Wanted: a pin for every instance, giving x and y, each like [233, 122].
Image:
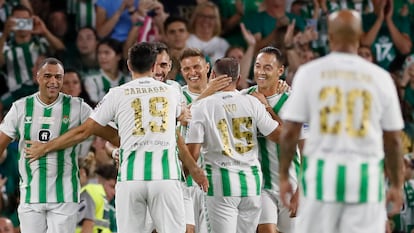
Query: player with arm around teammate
[224, 129]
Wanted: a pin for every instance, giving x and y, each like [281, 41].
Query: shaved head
[344, 29]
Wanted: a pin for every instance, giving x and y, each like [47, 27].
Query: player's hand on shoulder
[282, 87]
[200, 178]
[34, 150]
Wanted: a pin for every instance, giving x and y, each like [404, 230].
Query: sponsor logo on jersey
[47, 120]
[44, 135]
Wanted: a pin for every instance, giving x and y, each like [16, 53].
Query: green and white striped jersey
[84, 11]
[98, 85]
[54, 177]
[20, 59]
[269, 151]
[5, 11]
[347, 102]
[145, 111]
[226, 124]
[189, 97]
[404, 221]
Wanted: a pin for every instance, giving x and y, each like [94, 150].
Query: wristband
[115, 153]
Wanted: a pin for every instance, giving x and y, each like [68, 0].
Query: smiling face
[267, 70]
[194, 70]
[71, 84]
[162, 66]
[109, 187]
[50, 79]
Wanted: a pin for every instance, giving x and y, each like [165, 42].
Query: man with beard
[268, 68]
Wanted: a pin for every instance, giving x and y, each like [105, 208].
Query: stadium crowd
[268, 41]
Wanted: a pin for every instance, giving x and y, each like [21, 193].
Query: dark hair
[191, 52]
[228, 66]
[173, 19]
[142, 57]
[50, 61]
[275, 51]
[20, 7]
[160, 47]
[107, 171]
[90, 28]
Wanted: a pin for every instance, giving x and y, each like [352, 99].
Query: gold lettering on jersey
[356, 103]
[230, 107]
[151, 143]
[143, 90]
[225, 138]
[46, 120]
[349, 75]
[158, 107]
[241, 130]
[246, 135]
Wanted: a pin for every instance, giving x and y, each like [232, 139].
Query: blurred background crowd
[92, 38]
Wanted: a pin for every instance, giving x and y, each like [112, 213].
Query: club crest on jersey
[28, 120]
[65, 119]
[44, 135]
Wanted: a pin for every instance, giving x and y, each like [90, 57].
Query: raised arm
[187, 159]
[393, 165]
[35, 150]
[4, 142]
[289, 138]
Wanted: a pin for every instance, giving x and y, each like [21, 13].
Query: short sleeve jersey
[348, 102]
[54, 177]
[226, 125]
[269, 151]
[145, 111]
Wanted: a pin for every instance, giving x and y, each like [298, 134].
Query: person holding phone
[31, 38]
[382, 34]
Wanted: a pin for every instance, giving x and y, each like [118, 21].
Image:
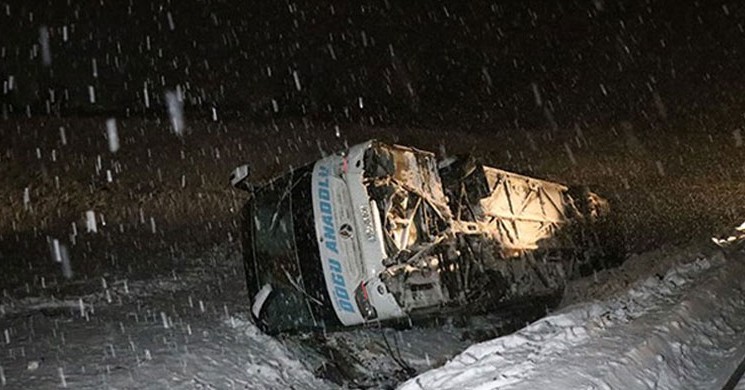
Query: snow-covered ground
[680, 329]
[667, 320]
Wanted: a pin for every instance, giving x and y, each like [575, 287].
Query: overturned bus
[382, 232]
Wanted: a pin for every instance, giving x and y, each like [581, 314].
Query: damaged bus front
[382, 232]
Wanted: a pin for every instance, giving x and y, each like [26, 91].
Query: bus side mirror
[239, 177]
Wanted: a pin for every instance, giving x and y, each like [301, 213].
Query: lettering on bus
[339, 290]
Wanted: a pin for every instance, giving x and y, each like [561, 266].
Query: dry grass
[671, 187]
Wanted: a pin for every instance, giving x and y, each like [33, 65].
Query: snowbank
[681, 330]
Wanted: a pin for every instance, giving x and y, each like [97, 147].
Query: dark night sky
[477, 62]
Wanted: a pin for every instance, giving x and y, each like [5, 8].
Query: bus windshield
[285, 256]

_ _ _

Starting with the line that contains "like [118, 21]." and going on through the end of the records, write those lines out again with their requests, adding 126 to each x and y coordinate in the answer points but not to any number in the requests or their samples. Leave the pictures out.

◆ Reply:
Wanted: a pin for every instance, giving x and y, each like [118, 21].
Image:
Query: snow-covered ground
[806, 455]
[793, 446]
Wanted: a pin for every instance, giving x and y, each like [575, 287].
Query: overturned bus
[508, 358]
Wanted: a pin for every instance, giving x and y, each like [581, 314].
Query: damaged bus front
[508, 358]
Wanted: a pin for every instance, giving x and y, each like [26, 91].
Query: bus side mirror
[365, 303]
Wanted: a pin for every instance, giving x and y, each like [301, 213].
Query: lettering on bus
[465, 416]
Wanted: a pin for every instance, giving x and y, each like [561, 266].
Query: dry grass
[797, 313]
Wanted: a pin for every instance, giving x and y, each like [33, 65].
Query: snowbank
[807, 456]
Wanted: a pin for every instance, giving x and y, each like [97, 147].
Query: dark night sky
[603, 188]
Wanted: a pin for every instance, giving x and y, each like [5, 8].
Query: bus windshield
[411, 382]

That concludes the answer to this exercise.